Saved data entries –
-- BEGIN --

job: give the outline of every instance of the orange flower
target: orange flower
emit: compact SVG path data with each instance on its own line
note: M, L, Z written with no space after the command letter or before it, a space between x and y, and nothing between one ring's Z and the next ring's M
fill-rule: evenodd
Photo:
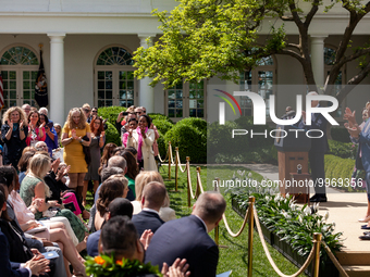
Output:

-- END --

Problem description – Quote every line of the rows above word for word, but leave the pictures out.

Result below –
job: give the outline of every instance of the orange flower
target: orange flower
emit: compact SVG path data with each instance on its own line
note: M, L, Z written with no space after the command letter or before it, a space between x and y, and nothing between one ring's Z and the next ring's M
fill-rule: evenodd
Photo:
Output:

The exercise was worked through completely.